_Page_
>>>>

This policy also applies to any entities that you influence or control, including any corporations, partnerships or trusts (collectively referred to as “controlled entities”), and transactions by these controlled entities should be treated for the purposes of this policy and applicable securities laws as if they were for your own account.
The policy is available on the Company’s website and will be delivered to all Directors and employees of the Company and its Designated Outsiders upon its adoption and approval by the Company’s Board of Directors and to all new Directors, employees and Designated Outsiders of the Company at the start of their employment or relationship with the Company.
This policy shall be reviewed annually by the Audit Committee of the Board of Directors.
II.Purpose
In order to comply with federal, state and other applicable securities laws governing (a) trading in the Company’s securities while in the possession of material nonpublic information concerning the Company, and (b) tipping or disclosing material nonpublic information to Outsiders, and in order to prevent even the appearance of improper insider trading or
tipping, the Company has adopted this policy applicable to all of its Directors, employees and Designated Outsiders, together with their family members and controlled entities.
III.Definitions
A.Compliance Committee
A committee comprised of (i) the SVP, General Counsel, (ii) another member of the Legal Department designated by the SVP, General Counsel from time to time, (iii) the SVP, Chief Financial Officer, or (iv) any other persons designated by the Company’s Audit Committee, with the responsibility to review and either approve or prohibit all proposed trades of the Company’s securities by Section 16 Individuals and certain trades by Senior Officers in accordance with the procedures set forth below.

<<<<

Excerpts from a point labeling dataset
>>>>

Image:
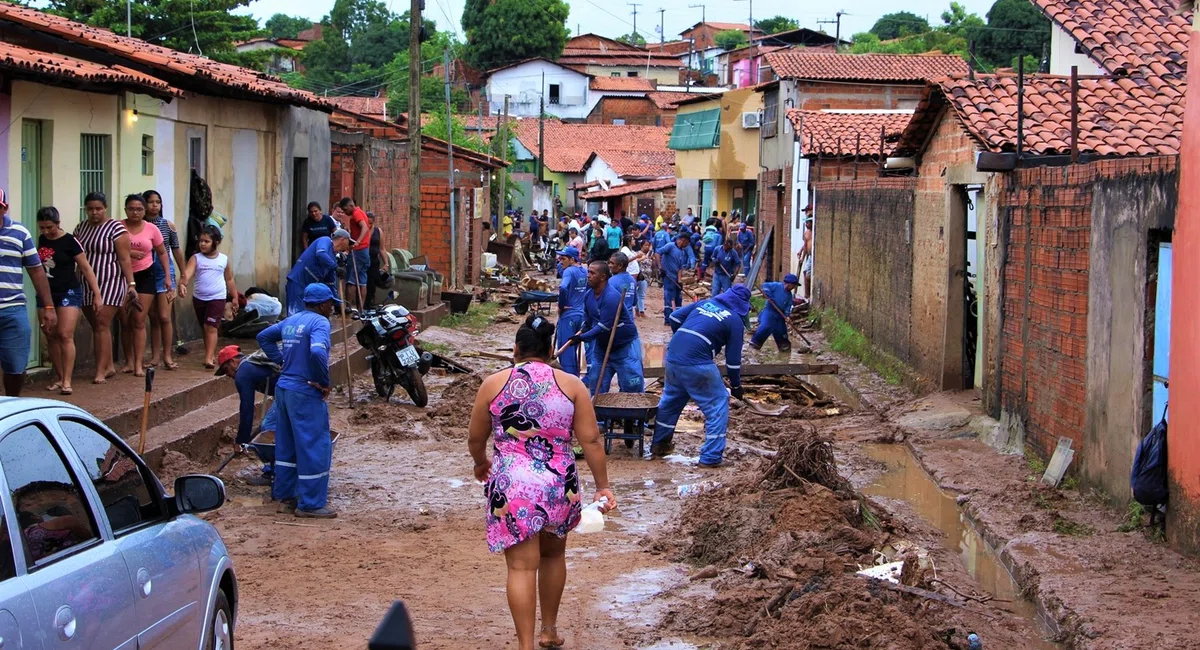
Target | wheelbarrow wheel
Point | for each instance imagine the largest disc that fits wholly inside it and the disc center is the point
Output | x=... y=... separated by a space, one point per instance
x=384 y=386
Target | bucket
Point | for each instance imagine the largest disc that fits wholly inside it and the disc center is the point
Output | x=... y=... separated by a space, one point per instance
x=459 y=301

<<<<
>>>>

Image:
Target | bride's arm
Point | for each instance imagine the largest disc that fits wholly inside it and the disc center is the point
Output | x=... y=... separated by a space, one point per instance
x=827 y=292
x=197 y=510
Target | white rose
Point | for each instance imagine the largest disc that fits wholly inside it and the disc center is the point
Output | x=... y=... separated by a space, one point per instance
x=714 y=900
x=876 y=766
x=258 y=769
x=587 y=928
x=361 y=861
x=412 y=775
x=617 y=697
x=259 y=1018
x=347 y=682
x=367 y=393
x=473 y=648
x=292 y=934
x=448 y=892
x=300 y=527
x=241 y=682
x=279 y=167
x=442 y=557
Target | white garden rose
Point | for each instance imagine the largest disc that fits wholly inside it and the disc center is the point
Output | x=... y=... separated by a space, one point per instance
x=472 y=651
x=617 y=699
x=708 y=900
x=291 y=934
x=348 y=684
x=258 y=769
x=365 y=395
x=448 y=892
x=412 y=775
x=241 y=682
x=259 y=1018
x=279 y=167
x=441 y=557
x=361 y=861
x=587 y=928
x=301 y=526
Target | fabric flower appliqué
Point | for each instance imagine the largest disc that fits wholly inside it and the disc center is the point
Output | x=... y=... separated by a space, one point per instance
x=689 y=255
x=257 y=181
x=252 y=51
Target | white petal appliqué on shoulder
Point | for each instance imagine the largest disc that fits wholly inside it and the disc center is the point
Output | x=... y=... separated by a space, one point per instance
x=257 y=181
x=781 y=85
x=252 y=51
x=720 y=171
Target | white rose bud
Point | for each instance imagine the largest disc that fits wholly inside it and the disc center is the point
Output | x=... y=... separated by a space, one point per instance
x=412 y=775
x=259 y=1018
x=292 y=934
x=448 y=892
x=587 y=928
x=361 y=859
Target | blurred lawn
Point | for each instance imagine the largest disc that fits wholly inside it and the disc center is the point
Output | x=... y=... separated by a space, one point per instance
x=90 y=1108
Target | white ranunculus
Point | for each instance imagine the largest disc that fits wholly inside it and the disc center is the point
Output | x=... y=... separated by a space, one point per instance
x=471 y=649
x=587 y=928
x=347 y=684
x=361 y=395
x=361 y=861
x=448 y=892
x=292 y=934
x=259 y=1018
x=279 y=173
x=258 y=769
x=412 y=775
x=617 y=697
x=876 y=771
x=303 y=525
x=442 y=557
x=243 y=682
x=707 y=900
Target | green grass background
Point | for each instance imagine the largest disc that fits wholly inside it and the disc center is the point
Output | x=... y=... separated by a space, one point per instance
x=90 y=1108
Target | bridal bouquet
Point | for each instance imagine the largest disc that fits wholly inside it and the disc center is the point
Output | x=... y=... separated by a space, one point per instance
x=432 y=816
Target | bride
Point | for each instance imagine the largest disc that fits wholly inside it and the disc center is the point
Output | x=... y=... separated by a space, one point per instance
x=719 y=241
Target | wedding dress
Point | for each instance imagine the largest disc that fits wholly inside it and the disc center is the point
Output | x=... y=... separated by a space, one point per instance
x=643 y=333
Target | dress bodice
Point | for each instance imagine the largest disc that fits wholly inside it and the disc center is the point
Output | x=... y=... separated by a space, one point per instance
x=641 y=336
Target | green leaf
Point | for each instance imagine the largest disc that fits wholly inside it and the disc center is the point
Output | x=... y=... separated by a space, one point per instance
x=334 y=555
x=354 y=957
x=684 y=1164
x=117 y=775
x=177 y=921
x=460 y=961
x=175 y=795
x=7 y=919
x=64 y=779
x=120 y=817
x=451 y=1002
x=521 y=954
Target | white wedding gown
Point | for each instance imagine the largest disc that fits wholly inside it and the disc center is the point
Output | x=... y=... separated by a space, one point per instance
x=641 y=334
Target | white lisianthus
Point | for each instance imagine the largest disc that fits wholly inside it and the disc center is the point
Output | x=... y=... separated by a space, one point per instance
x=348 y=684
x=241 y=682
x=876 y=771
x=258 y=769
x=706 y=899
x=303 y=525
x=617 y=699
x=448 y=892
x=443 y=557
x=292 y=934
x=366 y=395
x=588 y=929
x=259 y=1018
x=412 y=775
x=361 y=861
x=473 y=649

<<<<
>>>>

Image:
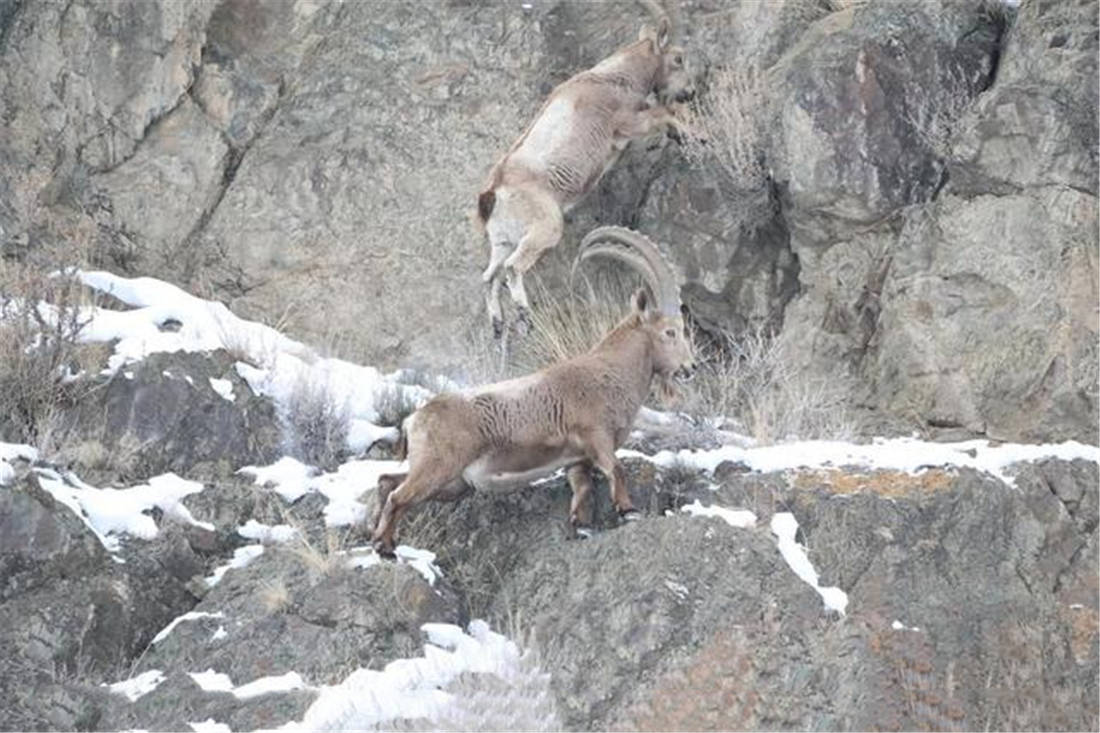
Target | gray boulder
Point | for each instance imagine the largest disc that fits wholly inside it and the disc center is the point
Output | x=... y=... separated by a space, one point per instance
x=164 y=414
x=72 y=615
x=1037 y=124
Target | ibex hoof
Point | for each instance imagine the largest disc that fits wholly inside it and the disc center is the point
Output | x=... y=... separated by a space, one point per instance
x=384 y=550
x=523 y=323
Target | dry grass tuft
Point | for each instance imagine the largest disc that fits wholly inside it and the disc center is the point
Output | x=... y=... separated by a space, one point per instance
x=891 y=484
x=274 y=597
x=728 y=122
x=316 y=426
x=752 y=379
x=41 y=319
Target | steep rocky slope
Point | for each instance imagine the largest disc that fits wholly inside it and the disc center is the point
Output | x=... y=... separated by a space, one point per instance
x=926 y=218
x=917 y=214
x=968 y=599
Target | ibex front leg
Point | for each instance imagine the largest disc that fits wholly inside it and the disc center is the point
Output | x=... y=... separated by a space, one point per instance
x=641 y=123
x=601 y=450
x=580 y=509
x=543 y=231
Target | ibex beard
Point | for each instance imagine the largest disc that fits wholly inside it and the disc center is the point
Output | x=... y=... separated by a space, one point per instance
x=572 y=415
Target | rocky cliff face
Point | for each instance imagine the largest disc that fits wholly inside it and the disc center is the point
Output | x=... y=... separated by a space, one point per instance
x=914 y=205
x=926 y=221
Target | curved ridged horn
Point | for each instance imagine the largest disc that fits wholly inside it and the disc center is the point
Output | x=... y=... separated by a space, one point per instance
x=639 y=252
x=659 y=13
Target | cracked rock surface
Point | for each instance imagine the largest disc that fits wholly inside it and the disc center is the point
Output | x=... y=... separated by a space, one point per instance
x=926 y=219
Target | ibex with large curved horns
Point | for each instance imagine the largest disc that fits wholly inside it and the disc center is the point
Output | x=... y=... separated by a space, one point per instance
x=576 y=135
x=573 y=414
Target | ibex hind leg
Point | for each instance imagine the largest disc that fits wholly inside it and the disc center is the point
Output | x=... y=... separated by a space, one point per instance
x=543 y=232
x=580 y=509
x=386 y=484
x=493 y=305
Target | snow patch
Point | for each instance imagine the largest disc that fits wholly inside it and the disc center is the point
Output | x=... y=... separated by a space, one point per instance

<<<<

_Instructions_
**a.** According to the insider trading policy, which body reviews the policy each year?
**b.** Please list every member of the Compliance Committee that the insider trading policy defines.
**c.** Write the next part of the insider trading policy, picking up after its last sentence.

_Outputs in order_
**a.** The Audit Committee of the Board of Directors reviews the policy annually.

**b.**
- The SVP, General Counsel
- Another member of the Legal Department designated by the SVP, General Counsel from time to time
- The SVP, Chief Financial Officer
- Any other persons designated by the Company's Audit Committee

**c.**
B.Designated Outsider
Those designated from time to time by the Company as having access to the Company’s material nonpublic information (e.g., external counsel or internal auditors). A Designated Outsider is considered an Insider when he or she comes into possession of material nonpublic information.
C.Directors
The members of the Company’s Board of Directors. Directors are Section 16 Individuals who shall be subject to a general prohibition on trading in the Company’s securities prior to receipt of approval from the Compliance Committee in accordance with the procedures set forth below.
D.Executive Officers
Those positions designated annually by the Board of Directors as “Executive Officers” pursuant to Rule 3b-7 of the Securities Exchange Act of 1934, as amended (the “Exchange Act”), together with any Section 16 Individuals of the Company for purposes of the Exchange Act, shall be subject to a general prohibition on trading in the Company’s securities prior to receipt of approval from the Compliance Committee in accordance with the procedures set forth below.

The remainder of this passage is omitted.